### EXERCISE TASK
Repeat every one of the lines below word for word, but leave the pictures out of your answer.

### RECORDS TO PROCESS
+-------+
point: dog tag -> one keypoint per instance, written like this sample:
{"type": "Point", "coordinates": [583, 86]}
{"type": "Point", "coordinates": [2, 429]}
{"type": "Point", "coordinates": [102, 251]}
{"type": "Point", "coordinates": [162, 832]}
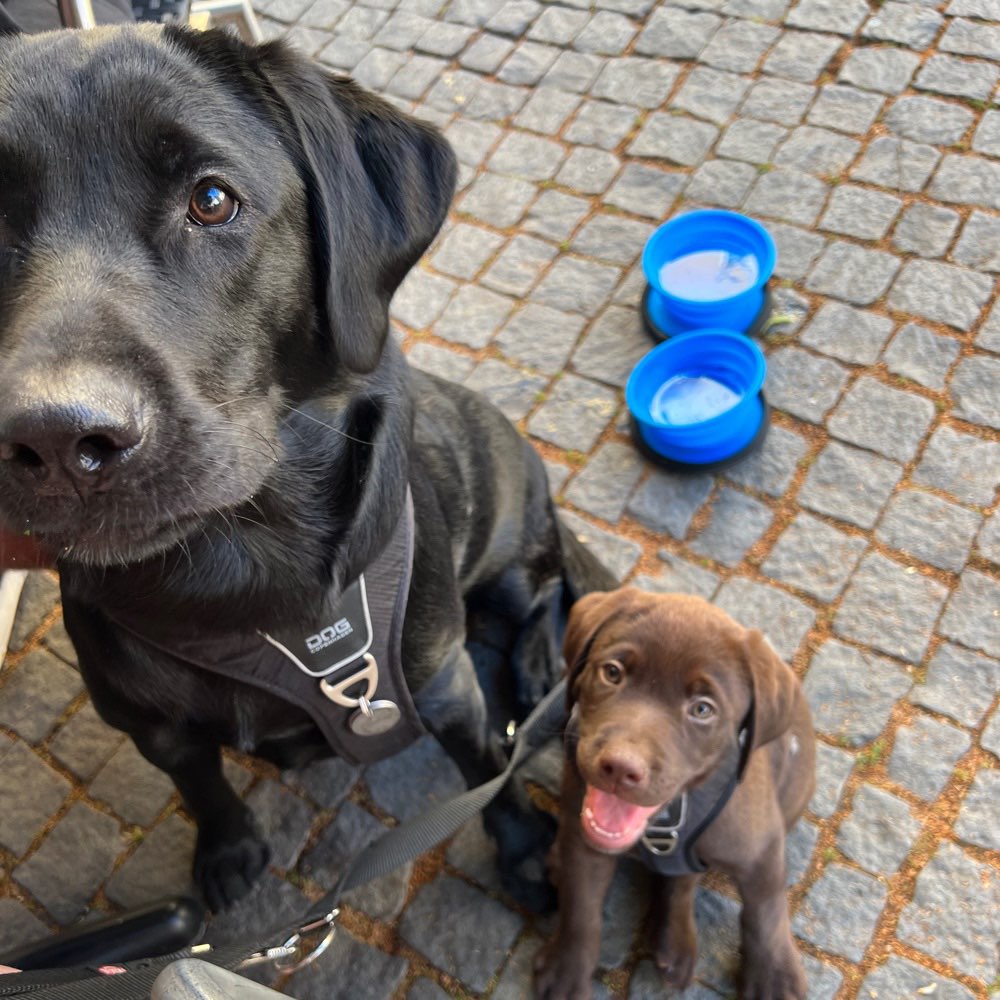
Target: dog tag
{"type": "Point", "coordinates": [374, 717]}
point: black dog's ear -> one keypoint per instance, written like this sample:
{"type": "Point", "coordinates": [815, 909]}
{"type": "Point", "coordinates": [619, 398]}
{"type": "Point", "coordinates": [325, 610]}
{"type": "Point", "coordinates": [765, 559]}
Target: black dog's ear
{"type": "Point", "coordinates": [379, 184]}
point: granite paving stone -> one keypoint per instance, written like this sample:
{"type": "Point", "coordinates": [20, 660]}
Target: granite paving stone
{"type": "Point", "coordinates": [817, 151]}
{"type": "Point", "coordinates": [852, 335]}
{"type": "Point", "coordinates": [972, 611]}
{"type": "Point", "coordinates": [973, 389]}
{"type": "Point", "coordinates": [788, 195]}
{"type": "Point", "coordinates": [879, 831]}
{"type": "Point", "coordinates": [890, 607]}
{"type": "Point", "coordinates": [960, 464]}
{"type": "Point", "coordinates": [833, 767]}
{"type": "Point", "coordinates": [840, 17]}
{"type": "Point", "coordinates": [852, 273]}
{"type": "Point", "coordinates": [540, 337]}
{"type": "Point", "coordinates": [736, 522]}
{"type": "Point", "coordinates": [979, 244]}
{"type": "Point", "coordinates": [924, 754]}
{"type": "Point", "coordinates": [711, 94]}
{"type": "Point", "coordinates": [891, 422]}
{"type": "Point", "coordinates": [771, 468]}
{"type": "Point", "coordinates": [930, 529]}
{"type": "Point", "coordinates": [674, 138]}
{"type": "Point", "coordinates": [602, 488]}
{"type": "Point", "coordinates": [886, 70]}
{"type": "Point", "coordinates": [784, 619]}
{"type": "Point", "coordinates": [950, 888]}
{"type": "Point", "coordinates": [802, 56]}
{"type": "Point", "coordinates": [941, 293]}
{"type": "Point", "coordinates": [779, 101]}
{"type": "Point", "coordinates": [900, 977]}
{"type": "Point", "coordinates": [925, 229]}
{"type": "Point", "coordinates": [668, 501]}
{"type": "Point", "coordinates": [967, 180]}
{"type": "Point", "coordinates": [750, 141]}
{"type": "Point", "coordinates": [852, 692]}
{"type": "Point", "coordinates": [64, 878]}
{"type": "Point", "coordinates": [676, 34]}
{"type": "Point", "coordinates": [814, 557]}
{"type": "Point", "coordinates": [802, 384]}
{"type": "Point", "coordinates": [839, 912]}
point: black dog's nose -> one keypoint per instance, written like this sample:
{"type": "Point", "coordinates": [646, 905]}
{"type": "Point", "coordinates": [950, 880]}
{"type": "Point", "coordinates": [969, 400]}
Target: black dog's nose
{"type": "Point", "coordinates": [73, 445]}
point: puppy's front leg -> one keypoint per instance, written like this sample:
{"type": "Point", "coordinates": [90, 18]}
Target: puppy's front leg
{"type": "Point", "coordinates": [229, 855]}
{"type": "Point", "coordinates": [772, 969]}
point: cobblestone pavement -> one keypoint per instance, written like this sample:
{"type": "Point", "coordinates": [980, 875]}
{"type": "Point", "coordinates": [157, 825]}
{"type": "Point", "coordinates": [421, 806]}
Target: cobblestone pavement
{"type": "Point", "coordinates": [862, 537]}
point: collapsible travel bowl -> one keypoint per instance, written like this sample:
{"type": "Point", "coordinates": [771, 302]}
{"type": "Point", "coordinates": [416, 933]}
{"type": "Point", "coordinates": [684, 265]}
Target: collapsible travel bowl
{"type": "Point", "coordinates": [707, 269]}
{"type": "Point", "coordinates": [696, 400]}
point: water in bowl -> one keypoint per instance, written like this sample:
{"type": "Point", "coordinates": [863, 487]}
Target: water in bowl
{"type": "Point", "coordinates": [709, 275]}
{"type": "Point", "coordinates": [690, 399]}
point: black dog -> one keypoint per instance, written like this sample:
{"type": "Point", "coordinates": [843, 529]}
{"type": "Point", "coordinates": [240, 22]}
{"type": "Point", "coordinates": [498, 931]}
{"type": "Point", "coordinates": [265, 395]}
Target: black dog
{"type": "Point", "coordinates": [199, 408]}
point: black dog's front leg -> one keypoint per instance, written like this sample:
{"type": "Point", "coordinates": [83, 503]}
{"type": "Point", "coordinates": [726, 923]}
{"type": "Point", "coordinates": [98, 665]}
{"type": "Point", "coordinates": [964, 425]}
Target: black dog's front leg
{"type": "Point", "coordinates": [453, 708]}
{"type": "Point", "coordinates": [229, 855]}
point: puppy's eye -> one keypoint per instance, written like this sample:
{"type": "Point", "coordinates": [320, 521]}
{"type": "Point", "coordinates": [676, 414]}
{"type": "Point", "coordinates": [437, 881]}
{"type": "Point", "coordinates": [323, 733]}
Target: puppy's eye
{"type": "Point", "coordinates": [211, 204]}
{"type": "Point", "coordinates": [701, 710]}
{"type": "Point", "coordinates": [612, 672]}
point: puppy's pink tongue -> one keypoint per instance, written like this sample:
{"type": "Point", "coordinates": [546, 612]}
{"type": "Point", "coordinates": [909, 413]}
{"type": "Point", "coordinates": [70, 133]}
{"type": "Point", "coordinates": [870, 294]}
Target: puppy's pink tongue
{"type": "Point", "coordinates": [611, 823]}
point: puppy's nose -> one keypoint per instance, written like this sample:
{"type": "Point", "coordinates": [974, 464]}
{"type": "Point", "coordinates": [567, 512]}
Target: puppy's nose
{"type": "Point", "coordinates": [623, 768]}
{"type": "Point", "coordinates": [63, 445]}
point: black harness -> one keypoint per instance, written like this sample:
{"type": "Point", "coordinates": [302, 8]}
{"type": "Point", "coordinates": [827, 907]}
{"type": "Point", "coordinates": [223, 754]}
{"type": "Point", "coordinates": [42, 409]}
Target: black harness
{"type": "Point", "coordinates": [346, 671]}
{"type": "Point", "coordinates": [668, 843]}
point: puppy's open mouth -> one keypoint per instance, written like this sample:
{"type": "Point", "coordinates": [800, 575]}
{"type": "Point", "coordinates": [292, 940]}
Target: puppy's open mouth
{"type": "Point", "coordinates": [610, 823]}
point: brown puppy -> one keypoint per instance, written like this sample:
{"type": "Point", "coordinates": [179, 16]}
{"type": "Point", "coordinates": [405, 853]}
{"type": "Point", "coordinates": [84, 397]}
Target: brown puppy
{"type": "Point", "coordinates": [675, 703]}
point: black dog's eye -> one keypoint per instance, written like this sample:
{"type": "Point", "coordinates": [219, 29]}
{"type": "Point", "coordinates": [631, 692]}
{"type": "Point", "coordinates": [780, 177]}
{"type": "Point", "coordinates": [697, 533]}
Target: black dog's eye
{"type": "Point", "coordinates": [612, 672]}
{"type": "Point", "coordinates": [701, 710]}
{"type": "Point", "coordinates": [211, 204]}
+-------+
### ANSWER
point: dog tag -> one keypoint per instance, written like this sample:
{"type": "Point", "coordinates": [583, 86]}
{"type": "Point", "coordinates": [2, 429]}
{"type": "Point", "coordinates": [102, 251]}
{"type": "Point", "coordinates": [162, 832]}
Target: dog tag
{"type": "Point", "coordinates": [374, 717]}
point: black dog's ear -> one keypoint per instance, written like this sample:
{"type": "Point", "coordinates": [815, 909]}
{"type": "Point", "coordinates": [619, 398]}
{"type": "Point", "coordinates": [325, 610]}
{"type": "Point", "coordinates": [765, 559]}
Target: black dog's ear
{"type": "Point", "coordinates": [379, 184]}
point: granite paving stone -> one keypoint per instance, written like this sample:
{"type": "Point", "coordinates": [20, 660]}
Target: granite paving stone
{"type": "Point", "coordinates": [817, 151]}
{"type": "Point", "coordinates": [852, 335]}
{"type": "Point", "coordinates": [972, 611]}
{"type": "Point", "coordinates": [973, 389]}
{"type": "Point", "coordinates": [788, 195]}
{"type": "Point", "coordinates": [879, 831]}
{"type": "Point", "coordinates": [890, 607]}
{"type": "Point", "coordinates": [960, 464]}
{"type": "Point", "coordinates": [833, 767]}
{"type": "Point", "coordinates": [840, 17]}
{"type": "Point", "coordinates": [852, 273]}
{"type": "Point", "coordinates": [540, 337]}
{"type": "Point", "coordinates": [736, 522]}
{"type": "Point", "coordinates": [979, 244]}
{"type": "Point", "coordinates": [924, 754]}
{"type": "Point", "coordinates": [711, 94]}
{"type": "Point", "coordinates": [891, 422]}
{"type": "Point", "coordinates": [771, 468]}
{"type": "Point", "coordinates": [930, 529]}
{"type": "Point", "coordinates": [674, 138]}
{"type": "Point", "coordinates": [602, 488]}
{"type": "Point", "coordinates": [886, 70]}
{"type": "Point", "coordinates": [784, 619]}
{"type": "Point", "coordinates": [950, 888]}
{"type": "Point", "coordinates": [802, 56]}
{"type": "Point", "coordinates": [941, 293]}
{"type": "Point", "coordinates": [779, 101]}
{"type": "Point", "coordinates": [900, 977]}
{"type": "Point", "coordinates": [925, 229]}
{"type": "Point", "coordinates": [668, 501]}
{"type": "Point", "coordinates": [967, 180]}
{"type": "Point", "coordinates": [750, 141]}
{"type": "Point", "coordinates": [852, 692]}
{"type": "Point", "coordinates": [64, 878]}
{"type": "Point", "coordinates": [676, 34]}
{"type": "Point", "coordinates": [814, 557]}
{"type": "Point", "coordinates": [802, 384]}
{"type": "Point", "coordinates": [839, 912]}
point: black dog's nose -> one keypoint per instance, written like this sample:
{"type": "Point", "coordinates": [646, 905]}
{"type": "Point", "coordinates": [950, 880]}
{"type": "Point", "coordinates": [969, 400]}
Target: black dog's nose
{"type": "Point", "coordinates": [73, 445]}
point: puppy's front leg -> one keypoint per instance, written like this sample:
{"type": "Point", "coordinates": [90, 18]}
Target: puppy's front leg
{"type": "Point", "coordinates": [229, 855]}
{"type": "Point", "coordinates": [772, 969]}
point: cobblestone pavement -> one keypoint per instance, written like this sample:
{"type": "Point", "coordinates": [980, 875]}
{"type": "Point", "coordinates": [157, 825]}
{"type": "Point", "coordinates": [421, 806]}
Target: cobblestone pavement
{"type": "Point", "coordinates": [862, 537]}
point: collapsible travel bowl -> one keypoint per instance, written like this sample:
{"type": "Point", "coordinates": [771, 302]}
{"type": "Point", "coordinates": [416, 933]}
{"type": "Point", "coordinates": [684, 265]}
Target: collapsible travel bowl
{"type": "Point", "coordinates": [707, 269]}
{"type": "Point", "coordinates": [696, 400]}
point: water in bowl -> one keypoint per instance, written like this sample:
{"type": "Point", "coordinates": [863, 487]}
Target: water in bowl
{"type": "Point", "coordinates": [709, 275]}
{"type": "Point", "coordinates": [690, 399]}
point: black dog -> one keypoint per instance, written like this sample:
{"type": "Point", "coordinates": [843, 529]}
{"type": "Point", "coordinates": [240, 22]}
{"type": "Point", "coordinates": [498, 931]}
{"type": "Point", "coordinates": [265, 395]}
Target: black dog
{"type": "Point", "coordinates": [199, 408]}
point: black dog's front leg -> one keypoint per instance, written like this sample:
{"type": "Point", "coordinates": [83, 503]}
{"type": "Point", "coordinates": [726, 923]}
{"type": "Point", "coordinates": [98, 665]}
{"type": "Point", "coordinates": [964, 425]}
Target: black dog's front leg
{"type": "Point", "coordinates": [453, 708]}
{"type": "Point", "coordinates": [229, 855]}
point: puppy's eye -> one keypoint per instance, written like this sample:
{"type": "Point", "coordinates": [320, 521]}
{"type": "Point", "coordinates": [676, 414]}
{"type": "Point", "coordinates": [437, 881]}
{"type": "Point", "coordinates": [323, 733]}
Target: puppy's eye
{"type": "Point", "coordinates": [211, 204]}
{"type": "Point", "coordinates": [701, 710]}
{"type": "Point", "coordinates": [612, 672]}
point: puppy's pink tongue -> one keypoint per instance, written like this sample:
{"type": "Point", "coordinates": [546, 612]}
{"type": "Point", "coordinates": [909, 413]}
{"type": "Point", "coordinates": [70, 133]}
{"type": "Point", "coordinates": [870, 294]}
Target: puppy's pink tongue
{"type": "Point", "coordinates": [611, 823]}
point: puppy's nose -> one keypoint per instance, written like this sample:
{"type": "Point", "coordinates": [974, 464]}
{"type": "Point", "coordinates": [567, 512]}
Target: puppy's nose
{"type": "Point", "coordinates": [623, 768]}
{"type": "Point", "coordinates": [63, 445]}
point: black harness -> one keypoint per instance, written like this sample:
{"type": "Point", "coordinates": [302, 8]}
{"type": "Point", "coordinates": [827, 907]}
{"type": "Point", "coordinates": [223, 754]}
{"type": "Point", "coordinates": [42, 409]}
Target: black harness
{"type": "Point", "coordinates": [346, 671]}
{"type": "Point", "coordinates": [668, 843]}
point: puppy's open mouth -> one keypoint per instance, written like this sample:
{"type": "Point", "coordinates": [800, 575]}
{"type": "Point", "coordinates": [292, 940]}
Target: puppy's open mouth
{"type": "Point", "coordinates": [610, 823]}
point: brown puppy -> one keypoint per instance, written like this sample:
{"type": "Point", "coordinates": [179, 16]}
{"type": "Point", "coordinates": [405, 853]}
{"type": "Point", "coordinates": [84, 397]}
Target: brown puppy
{"type": "Point", "coordinates": [675, 703]}
point: black dog's eye -> one keypoint per instance, written like this sample:
{"type": "Point", "coordinates": [219, 29]}
{"type": "Point", "coordinates": [631, 692]}
{"type": "Point", "coordinates": [780, 177]}
{"type": "Point", "coordinates": [697, 533]}
Target: black dog's eye
{"type": "Point", "coordinates": [612, 672]}
{"type": "Point", "coordinates": [701, 710]}
{"type": "Point", "coordinates": [211, 204]}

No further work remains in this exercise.